Work task - Everything from the first line of the entries through the line containing "Target: dark red cherry" is to be retyped exactly, and nothing beyond it.

Data listing -
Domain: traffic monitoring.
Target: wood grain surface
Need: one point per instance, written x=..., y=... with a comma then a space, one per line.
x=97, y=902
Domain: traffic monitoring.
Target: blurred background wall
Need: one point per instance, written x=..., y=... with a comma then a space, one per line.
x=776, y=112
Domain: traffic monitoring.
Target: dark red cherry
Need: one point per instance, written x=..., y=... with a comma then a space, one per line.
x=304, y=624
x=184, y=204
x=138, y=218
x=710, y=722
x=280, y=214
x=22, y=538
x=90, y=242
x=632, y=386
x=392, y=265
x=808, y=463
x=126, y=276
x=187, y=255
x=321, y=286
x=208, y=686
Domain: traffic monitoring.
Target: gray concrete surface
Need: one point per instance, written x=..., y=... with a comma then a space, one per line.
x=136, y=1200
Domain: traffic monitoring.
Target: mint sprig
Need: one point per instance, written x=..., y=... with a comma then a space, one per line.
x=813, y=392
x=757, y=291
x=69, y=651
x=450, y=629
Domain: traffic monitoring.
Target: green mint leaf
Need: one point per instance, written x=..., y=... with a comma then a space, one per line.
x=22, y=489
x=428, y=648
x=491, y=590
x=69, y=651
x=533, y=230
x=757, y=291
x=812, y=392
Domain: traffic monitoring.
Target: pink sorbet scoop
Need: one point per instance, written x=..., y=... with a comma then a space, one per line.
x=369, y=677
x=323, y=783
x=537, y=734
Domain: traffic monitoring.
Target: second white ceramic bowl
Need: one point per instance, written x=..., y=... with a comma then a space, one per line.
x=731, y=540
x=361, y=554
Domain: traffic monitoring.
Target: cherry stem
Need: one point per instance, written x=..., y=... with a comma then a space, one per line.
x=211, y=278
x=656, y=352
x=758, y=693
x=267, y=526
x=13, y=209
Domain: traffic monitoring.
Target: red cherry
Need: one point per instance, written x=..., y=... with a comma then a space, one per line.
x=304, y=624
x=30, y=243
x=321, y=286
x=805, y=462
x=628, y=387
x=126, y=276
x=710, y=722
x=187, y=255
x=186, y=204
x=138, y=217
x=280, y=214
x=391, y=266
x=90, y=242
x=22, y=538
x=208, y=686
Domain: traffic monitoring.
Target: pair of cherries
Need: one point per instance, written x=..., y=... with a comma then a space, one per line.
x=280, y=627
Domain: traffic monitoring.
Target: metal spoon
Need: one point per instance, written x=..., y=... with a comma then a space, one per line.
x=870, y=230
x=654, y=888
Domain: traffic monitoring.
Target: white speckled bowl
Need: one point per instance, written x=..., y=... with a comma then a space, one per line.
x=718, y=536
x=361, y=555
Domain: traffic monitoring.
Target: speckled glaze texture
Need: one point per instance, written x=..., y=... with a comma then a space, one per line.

Reply -
Domain: traffic monitoring.
Target: wood grain surface
Need: one point per instance, written x=..., y=... with a comma then a space, one per line.
x=97, y=902
Domain: traffic monitoring.
Target: blurred background wall
Need: one point per instance, written x=..., y=... with a comma then a space, one per line.
x=776, y=112
Domain: traffic monitoring.
Target: dark red cherry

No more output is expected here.